→ **Activity**: Return all lines from the listing below in which "clear" appears.

......

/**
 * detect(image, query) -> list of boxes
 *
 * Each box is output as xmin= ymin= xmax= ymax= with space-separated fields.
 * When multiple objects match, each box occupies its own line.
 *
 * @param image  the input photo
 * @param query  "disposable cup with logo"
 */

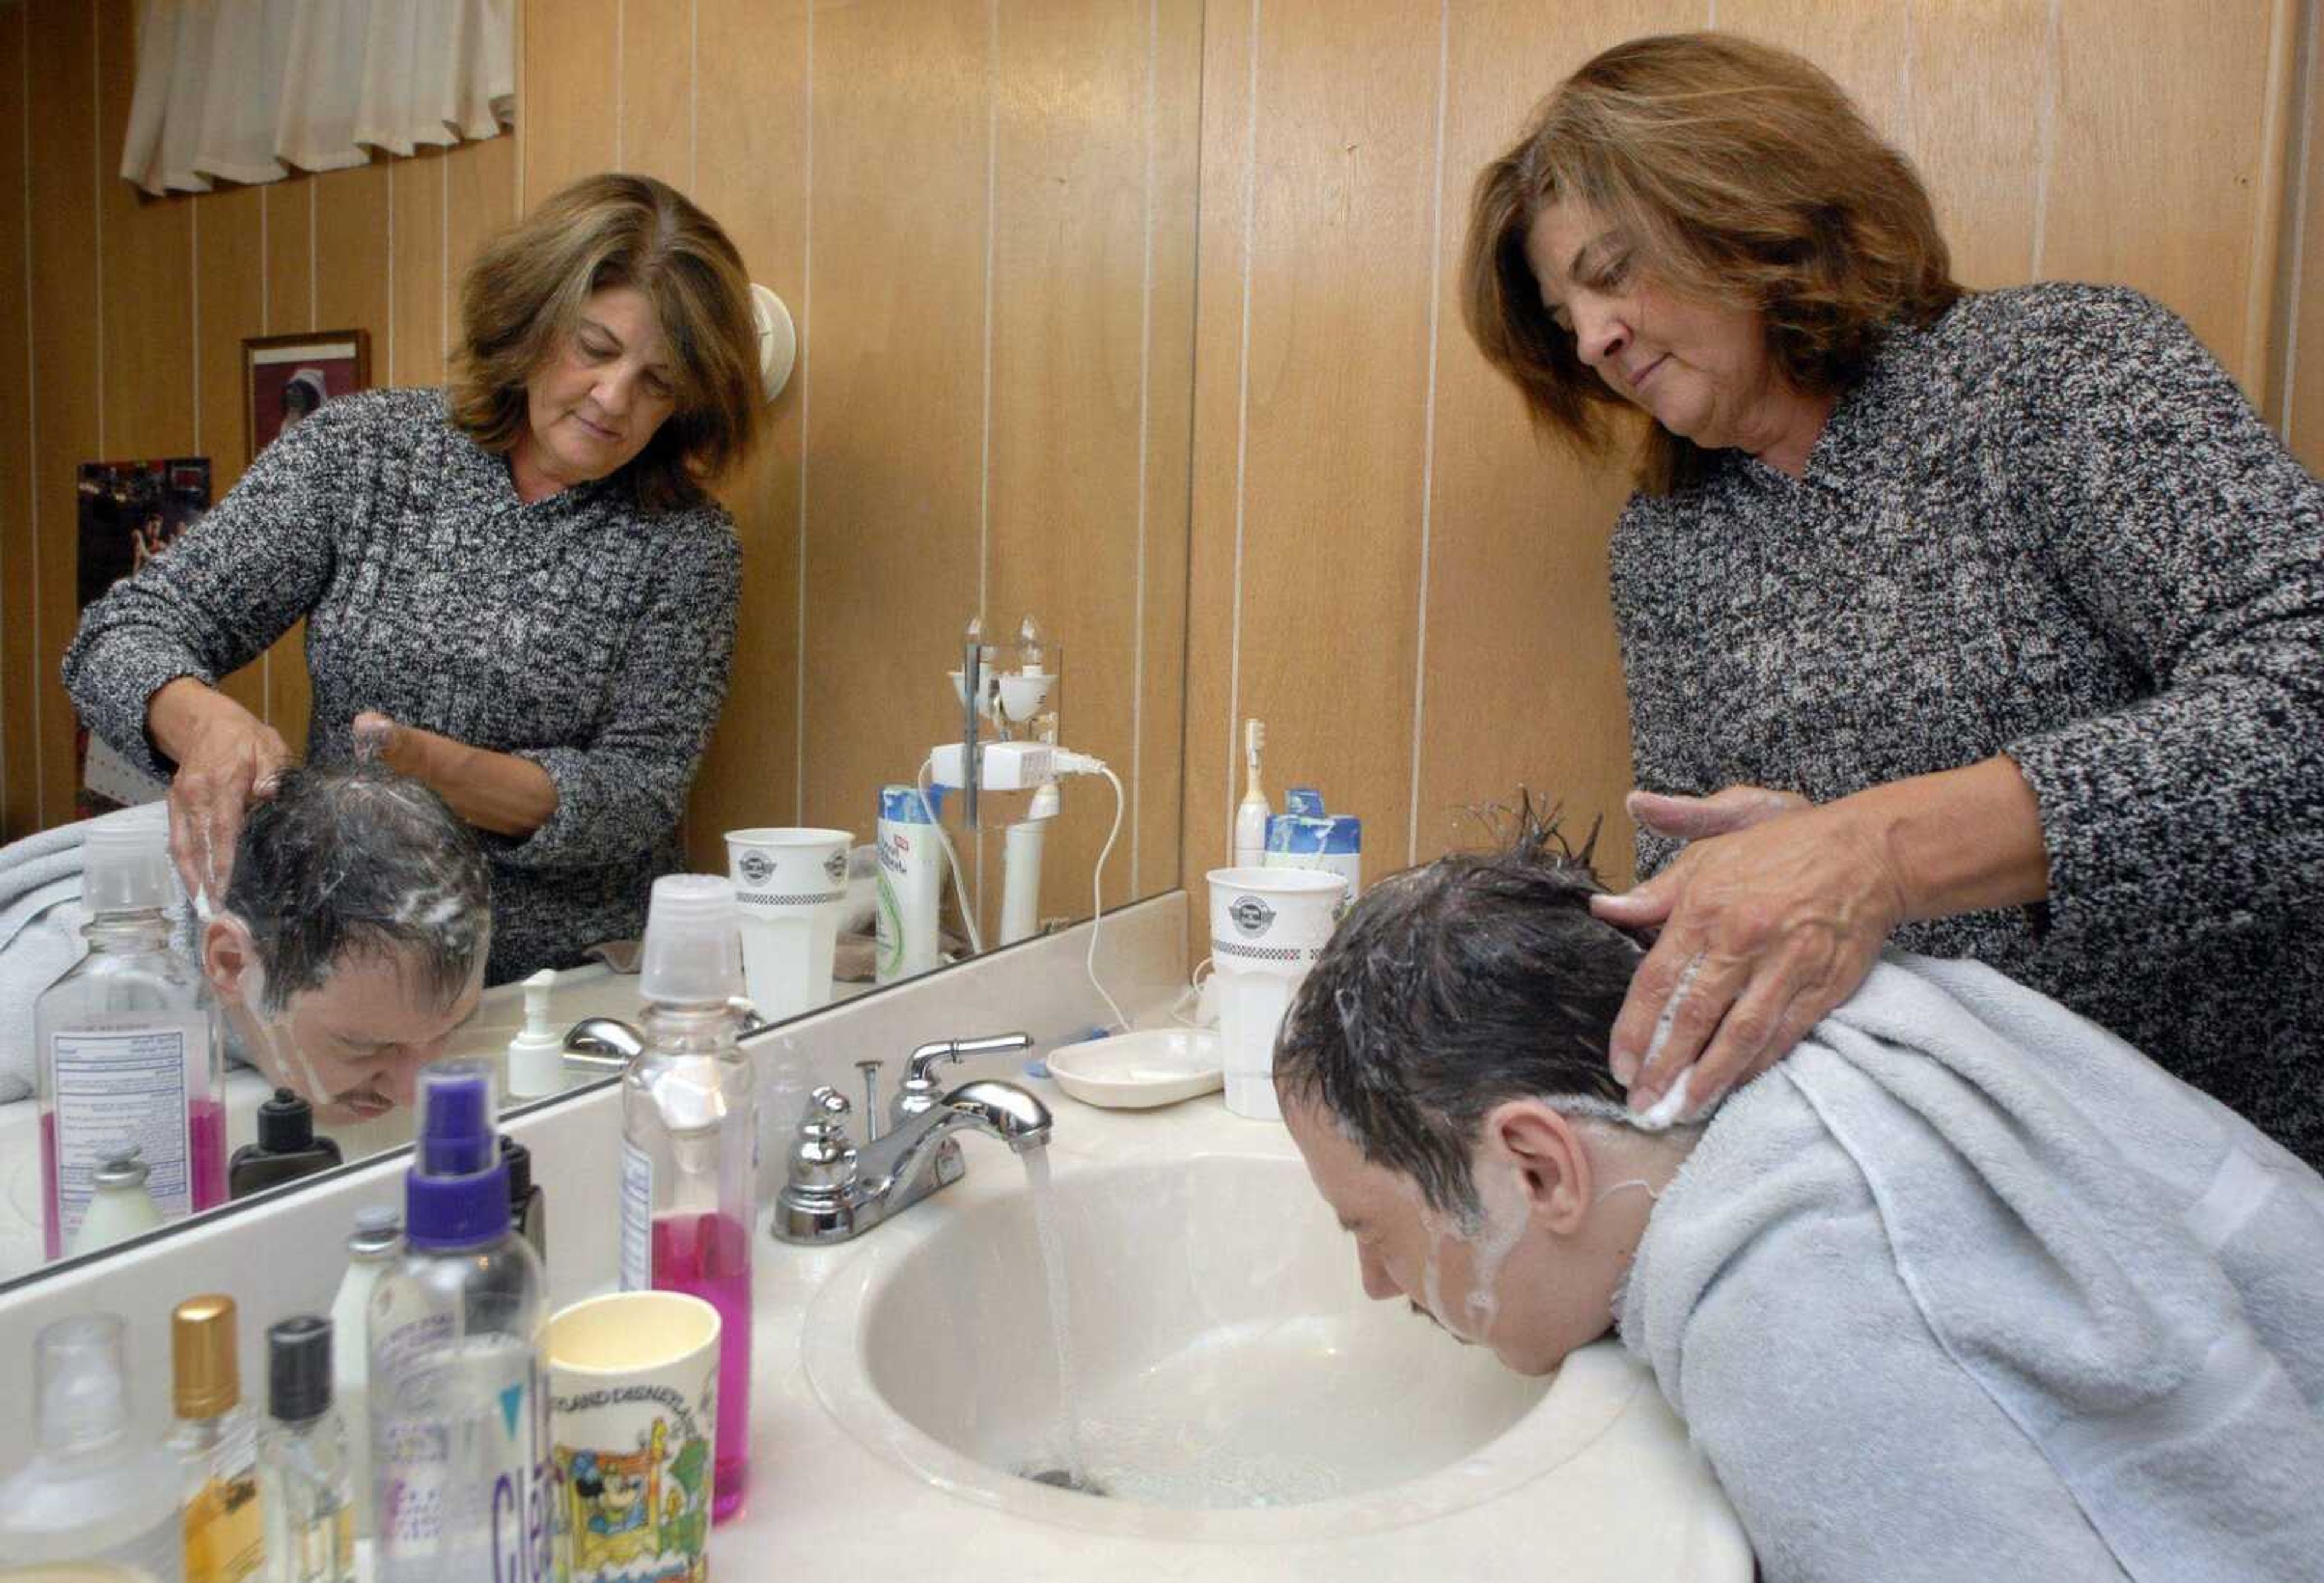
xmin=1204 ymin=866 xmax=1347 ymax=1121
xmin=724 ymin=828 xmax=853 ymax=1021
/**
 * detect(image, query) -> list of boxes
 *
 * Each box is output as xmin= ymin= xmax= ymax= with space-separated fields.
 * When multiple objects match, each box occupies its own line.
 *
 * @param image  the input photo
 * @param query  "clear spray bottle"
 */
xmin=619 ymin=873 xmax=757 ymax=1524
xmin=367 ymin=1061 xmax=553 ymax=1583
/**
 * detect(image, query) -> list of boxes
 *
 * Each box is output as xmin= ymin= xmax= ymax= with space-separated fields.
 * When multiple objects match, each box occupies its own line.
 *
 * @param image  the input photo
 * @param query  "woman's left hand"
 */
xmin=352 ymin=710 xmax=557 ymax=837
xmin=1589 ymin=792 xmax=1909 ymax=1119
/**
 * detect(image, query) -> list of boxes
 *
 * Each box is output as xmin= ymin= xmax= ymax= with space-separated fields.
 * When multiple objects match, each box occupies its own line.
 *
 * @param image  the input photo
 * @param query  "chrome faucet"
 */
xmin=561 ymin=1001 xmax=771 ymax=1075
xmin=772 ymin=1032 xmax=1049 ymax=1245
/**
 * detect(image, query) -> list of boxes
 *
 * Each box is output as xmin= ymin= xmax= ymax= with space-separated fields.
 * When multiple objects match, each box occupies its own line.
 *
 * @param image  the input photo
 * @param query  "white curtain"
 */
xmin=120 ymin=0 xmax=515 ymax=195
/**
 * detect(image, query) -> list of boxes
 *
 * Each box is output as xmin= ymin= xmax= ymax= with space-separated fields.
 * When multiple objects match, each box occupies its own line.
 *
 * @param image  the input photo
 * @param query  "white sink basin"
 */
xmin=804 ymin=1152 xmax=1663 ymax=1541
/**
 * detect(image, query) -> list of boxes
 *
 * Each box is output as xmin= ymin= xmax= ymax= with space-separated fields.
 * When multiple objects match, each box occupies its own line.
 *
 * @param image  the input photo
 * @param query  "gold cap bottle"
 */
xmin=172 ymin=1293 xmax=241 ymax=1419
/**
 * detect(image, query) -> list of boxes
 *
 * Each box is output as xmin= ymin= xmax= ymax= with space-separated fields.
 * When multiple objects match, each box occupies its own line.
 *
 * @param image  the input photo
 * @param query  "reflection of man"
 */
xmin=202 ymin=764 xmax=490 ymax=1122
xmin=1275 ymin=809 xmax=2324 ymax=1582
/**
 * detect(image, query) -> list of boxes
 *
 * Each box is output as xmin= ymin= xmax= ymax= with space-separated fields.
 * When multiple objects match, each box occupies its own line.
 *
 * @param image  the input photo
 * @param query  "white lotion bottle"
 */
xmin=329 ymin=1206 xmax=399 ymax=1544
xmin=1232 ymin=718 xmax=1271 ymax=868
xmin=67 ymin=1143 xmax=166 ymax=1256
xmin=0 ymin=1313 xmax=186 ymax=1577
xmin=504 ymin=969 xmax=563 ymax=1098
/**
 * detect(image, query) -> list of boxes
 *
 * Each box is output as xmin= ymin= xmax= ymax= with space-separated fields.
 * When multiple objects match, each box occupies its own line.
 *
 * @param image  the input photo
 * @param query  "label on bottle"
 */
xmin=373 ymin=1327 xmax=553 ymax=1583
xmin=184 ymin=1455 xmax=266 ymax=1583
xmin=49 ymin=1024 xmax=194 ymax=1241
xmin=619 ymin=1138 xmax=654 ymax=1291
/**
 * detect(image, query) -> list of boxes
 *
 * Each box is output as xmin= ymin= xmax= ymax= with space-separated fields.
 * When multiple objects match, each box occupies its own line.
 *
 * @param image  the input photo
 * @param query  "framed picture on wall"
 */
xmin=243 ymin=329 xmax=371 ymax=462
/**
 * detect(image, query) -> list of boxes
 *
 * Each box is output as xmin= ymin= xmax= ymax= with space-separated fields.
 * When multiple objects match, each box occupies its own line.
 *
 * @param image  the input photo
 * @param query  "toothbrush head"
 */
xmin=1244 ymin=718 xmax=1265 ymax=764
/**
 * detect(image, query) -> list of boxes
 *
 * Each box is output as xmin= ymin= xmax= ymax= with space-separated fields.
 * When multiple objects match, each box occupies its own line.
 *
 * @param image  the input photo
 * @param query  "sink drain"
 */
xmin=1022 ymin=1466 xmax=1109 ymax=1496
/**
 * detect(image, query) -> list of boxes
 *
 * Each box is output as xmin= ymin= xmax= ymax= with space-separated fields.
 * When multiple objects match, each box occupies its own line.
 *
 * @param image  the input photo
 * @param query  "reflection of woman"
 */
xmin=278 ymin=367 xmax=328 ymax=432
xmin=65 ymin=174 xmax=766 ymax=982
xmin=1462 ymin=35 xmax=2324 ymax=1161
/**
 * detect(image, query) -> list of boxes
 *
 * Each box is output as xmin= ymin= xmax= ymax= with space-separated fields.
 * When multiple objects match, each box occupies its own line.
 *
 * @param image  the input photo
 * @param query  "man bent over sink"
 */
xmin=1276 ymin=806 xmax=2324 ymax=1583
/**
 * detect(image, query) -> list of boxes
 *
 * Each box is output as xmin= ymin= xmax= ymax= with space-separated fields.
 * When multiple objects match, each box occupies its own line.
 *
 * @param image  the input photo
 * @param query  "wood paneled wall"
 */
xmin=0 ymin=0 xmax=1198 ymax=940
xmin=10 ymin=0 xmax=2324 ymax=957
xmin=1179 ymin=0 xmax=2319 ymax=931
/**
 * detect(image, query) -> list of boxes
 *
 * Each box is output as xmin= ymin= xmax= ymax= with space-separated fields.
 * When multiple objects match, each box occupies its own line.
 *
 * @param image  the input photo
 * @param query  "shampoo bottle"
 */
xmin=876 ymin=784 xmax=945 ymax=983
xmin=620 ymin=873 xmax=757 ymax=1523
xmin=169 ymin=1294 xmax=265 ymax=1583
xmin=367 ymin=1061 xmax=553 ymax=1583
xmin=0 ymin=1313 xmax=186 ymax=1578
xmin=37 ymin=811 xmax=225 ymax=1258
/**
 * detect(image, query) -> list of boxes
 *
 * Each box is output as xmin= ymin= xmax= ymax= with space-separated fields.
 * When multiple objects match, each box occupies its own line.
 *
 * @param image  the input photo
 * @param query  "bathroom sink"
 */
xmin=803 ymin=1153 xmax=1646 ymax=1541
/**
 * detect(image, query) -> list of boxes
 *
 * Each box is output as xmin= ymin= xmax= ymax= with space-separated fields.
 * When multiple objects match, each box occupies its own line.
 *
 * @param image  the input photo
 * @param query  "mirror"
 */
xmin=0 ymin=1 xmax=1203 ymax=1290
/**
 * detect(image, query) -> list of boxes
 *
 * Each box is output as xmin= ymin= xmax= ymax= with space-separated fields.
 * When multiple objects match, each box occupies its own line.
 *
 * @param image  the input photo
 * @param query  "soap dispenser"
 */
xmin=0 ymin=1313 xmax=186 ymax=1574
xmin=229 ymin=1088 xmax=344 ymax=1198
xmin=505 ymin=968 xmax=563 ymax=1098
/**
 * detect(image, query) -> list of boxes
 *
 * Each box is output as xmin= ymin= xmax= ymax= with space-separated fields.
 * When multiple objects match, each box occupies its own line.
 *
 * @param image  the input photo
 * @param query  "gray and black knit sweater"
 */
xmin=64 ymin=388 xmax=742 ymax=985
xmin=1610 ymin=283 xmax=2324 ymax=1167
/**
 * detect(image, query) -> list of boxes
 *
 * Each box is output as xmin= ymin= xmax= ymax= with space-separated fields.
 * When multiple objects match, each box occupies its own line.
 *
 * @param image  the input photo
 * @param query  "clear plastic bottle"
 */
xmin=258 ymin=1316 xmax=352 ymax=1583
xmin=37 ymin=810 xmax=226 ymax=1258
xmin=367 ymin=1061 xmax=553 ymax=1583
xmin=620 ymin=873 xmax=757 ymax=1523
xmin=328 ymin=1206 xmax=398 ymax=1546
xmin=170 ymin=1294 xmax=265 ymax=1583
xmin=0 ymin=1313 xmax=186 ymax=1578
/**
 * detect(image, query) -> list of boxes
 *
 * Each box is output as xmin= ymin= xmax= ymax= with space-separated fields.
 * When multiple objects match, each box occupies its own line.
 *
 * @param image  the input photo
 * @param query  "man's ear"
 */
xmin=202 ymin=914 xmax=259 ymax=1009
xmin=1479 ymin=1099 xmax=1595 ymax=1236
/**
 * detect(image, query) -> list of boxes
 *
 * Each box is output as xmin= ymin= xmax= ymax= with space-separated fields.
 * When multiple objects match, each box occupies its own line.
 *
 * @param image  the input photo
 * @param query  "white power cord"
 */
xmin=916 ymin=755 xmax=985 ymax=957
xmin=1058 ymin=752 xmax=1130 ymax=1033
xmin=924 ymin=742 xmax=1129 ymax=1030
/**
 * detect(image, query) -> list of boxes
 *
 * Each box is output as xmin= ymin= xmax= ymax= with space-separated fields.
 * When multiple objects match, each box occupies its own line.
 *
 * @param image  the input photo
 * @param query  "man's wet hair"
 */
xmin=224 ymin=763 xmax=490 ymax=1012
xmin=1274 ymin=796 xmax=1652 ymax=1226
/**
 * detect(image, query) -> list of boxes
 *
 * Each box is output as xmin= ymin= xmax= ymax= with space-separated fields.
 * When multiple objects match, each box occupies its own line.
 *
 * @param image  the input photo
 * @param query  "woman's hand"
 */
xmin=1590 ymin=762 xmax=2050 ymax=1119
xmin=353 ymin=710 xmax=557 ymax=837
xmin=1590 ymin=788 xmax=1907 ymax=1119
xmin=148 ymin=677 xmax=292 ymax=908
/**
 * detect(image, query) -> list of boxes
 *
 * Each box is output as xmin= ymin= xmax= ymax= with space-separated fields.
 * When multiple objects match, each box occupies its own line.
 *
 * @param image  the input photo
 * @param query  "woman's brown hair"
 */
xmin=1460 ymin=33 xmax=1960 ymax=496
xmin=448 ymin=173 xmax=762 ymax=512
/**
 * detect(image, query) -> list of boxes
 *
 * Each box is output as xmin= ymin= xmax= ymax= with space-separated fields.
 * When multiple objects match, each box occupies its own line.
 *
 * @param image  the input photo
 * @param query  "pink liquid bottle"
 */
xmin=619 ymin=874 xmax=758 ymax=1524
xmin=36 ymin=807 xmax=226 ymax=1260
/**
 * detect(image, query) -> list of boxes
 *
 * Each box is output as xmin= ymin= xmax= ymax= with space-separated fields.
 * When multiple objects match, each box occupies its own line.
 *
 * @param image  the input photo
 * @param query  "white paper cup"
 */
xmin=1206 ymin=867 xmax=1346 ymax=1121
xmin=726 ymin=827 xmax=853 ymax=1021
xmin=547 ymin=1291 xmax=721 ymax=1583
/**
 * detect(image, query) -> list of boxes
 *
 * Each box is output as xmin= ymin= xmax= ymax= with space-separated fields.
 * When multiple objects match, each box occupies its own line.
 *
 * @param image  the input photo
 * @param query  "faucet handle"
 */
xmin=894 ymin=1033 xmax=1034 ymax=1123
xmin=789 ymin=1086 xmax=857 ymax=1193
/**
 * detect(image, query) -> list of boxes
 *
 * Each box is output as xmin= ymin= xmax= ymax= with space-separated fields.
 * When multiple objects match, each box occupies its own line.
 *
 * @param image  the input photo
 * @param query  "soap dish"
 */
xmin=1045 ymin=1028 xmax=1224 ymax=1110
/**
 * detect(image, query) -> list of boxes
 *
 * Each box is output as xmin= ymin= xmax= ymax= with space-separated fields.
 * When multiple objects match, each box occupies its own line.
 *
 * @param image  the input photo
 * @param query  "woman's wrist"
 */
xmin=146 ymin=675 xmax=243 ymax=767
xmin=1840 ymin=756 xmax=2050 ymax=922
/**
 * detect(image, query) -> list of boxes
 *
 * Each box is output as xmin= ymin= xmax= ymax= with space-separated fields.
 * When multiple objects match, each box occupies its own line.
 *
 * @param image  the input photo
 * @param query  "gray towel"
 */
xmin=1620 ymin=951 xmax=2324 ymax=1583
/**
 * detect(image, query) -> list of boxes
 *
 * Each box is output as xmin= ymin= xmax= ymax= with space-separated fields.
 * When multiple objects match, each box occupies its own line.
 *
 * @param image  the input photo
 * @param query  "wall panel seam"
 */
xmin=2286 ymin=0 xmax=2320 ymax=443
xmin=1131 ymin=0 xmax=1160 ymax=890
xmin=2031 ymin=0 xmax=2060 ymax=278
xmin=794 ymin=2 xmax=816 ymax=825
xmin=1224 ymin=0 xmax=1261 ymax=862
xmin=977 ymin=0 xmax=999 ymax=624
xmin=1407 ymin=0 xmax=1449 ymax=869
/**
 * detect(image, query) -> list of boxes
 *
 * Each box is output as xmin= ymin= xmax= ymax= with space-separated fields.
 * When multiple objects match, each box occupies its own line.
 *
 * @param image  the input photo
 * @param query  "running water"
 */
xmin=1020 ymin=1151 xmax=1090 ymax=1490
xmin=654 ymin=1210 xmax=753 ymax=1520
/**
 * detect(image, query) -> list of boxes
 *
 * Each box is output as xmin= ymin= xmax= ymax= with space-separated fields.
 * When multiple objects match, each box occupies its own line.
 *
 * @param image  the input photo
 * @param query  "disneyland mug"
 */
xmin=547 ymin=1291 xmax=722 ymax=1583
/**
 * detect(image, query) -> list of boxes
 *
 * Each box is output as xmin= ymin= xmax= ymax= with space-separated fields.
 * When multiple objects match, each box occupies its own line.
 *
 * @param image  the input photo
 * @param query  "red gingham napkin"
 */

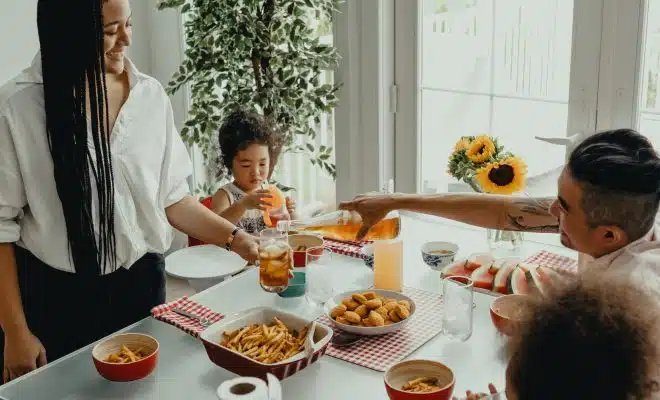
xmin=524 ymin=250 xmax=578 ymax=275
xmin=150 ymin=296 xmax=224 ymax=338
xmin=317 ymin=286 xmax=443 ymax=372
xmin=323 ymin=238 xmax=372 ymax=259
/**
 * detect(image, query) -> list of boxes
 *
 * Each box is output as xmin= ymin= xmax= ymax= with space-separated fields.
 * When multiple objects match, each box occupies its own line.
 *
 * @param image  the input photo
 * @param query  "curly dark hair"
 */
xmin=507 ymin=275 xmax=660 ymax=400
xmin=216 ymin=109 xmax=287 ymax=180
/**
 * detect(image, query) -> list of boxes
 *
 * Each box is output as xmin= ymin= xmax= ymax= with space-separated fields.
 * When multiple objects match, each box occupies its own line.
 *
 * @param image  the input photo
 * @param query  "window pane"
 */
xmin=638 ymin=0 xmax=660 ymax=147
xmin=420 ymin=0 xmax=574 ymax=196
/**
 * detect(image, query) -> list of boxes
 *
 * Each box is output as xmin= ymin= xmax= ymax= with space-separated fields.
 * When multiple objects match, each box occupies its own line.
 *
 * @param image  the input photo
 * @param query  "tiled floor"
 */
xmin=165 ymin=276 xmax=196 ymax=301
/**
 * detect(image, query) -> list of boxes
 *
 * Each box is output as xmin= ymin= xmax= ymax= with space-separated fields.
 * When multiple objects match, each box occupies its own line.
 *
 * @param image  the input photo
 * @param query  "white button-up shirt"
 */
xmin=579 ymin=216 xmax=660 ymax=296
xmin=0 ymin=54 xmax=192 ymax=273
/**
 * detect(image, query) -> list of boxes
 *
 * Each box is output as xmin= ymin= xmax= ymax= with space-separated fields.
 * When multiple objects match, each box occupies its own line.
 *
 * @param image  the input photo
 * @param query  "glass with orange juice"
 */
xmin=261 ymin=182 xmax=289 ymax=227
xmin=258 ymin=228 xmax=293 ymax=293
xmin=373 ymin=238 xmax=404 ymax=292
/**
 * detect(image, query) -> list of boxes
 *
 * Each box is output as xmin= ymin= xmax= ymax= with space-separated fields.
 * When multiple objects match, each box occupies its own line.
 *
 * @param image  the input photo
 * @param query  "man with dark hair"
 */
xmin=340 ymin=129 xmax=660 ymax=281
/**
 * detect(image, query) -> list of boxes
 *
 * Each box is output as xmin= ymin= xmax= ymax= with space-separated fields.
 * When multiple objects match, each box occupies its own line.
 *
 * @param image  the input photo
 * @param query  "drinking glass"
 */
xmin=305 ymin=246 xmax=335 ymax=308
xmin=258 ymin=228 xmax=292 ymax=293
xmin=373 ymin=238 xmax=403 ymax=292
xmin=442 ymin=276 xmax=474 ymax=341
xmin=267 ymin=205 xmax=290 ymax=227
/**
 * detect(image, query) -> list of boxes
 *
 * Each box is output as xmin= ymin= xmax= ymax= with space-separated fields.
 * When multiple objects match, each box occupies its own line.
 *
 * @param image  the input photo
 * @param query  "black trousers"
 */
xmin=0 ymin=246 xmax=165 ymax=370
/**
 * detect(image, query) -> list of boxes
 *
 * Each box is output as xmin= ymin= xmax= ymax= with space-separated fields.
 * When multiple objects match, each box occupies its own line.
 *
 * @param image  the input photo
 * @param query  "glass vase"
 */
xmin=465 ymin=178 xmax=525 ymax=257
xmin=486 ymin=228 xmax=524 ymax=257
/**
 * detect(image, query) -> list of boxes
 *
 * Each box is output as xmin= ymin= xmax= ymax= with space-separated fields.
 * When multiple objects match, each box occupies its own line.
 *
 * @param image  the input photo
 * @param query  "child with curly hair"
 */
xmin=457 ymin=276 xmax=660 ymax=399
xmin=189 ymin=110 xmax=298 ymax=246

......

→ **Reply to the exercise**:
 * @param query  "clear spray bottle"
 * @param query  "clear plastic bottle"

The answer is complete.